• INPUT:
## Begin

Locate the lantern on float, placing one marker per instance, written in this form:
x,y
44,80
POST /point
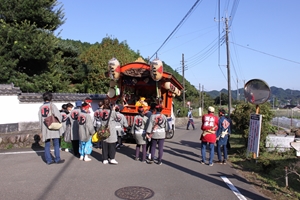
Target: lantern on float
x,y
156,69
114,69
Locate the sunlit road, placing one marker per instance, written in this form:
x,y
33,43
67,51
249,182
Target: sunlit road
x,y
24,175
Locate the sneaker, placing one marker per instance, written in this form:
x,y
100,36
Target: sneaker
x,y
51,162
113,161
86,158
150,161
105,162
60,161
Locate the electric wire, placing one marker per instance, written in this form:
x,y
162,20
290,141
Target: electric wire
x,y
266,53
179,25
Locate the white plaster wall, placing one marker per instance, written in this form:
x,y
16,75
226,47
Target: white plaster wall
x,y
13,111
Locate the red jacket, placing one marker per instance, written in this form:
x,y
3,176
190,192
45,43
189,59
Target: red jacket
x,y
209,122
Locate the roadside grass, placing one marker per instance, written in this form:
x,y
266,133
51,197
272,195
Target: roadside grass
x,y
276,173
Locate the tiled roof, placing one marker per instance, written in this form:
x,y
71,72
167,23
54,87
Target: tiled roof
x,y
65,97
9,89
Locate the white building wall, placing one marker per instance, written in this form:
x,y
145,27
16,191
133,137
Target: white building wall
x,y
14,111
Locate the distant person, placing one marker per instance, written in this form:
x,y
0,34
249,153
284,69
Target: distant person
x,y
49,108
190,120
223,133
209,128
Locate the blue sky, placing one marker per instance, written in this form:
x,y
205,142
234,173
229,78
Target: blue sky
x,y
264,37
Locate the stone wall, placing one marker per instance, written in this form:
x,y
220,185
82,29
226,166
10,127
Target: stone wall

## End
## Begin

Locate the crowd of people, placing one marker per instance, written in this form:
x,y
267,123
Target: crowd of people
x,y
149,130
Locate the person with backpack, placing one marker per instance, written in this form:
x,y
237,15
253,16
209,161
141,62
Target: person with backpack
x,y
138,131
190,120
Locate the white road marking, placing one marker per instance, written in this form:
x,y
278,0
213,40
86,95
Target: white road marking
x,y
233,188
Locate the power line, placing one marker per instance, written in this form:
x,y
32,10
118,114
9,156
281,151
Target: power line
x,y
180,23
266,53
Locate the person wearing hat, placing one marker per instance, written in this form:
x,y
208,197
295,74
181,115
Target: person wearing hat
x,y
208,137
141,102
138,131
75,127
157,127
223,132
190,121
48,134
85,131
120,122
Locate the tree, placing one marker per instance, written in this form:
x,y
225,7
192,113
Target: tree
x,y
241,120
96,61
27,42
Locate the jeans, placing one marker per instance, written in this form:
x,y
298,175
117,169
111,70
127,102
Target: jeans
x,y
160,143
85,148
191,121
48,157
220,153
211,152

## End

Extract every line of the rows above that contains the string "marking". Matches are case-sensitive.

• FINISHED TASK:
Locate the white road marking, placing one marker per instance, written in this form:
Target: white road marking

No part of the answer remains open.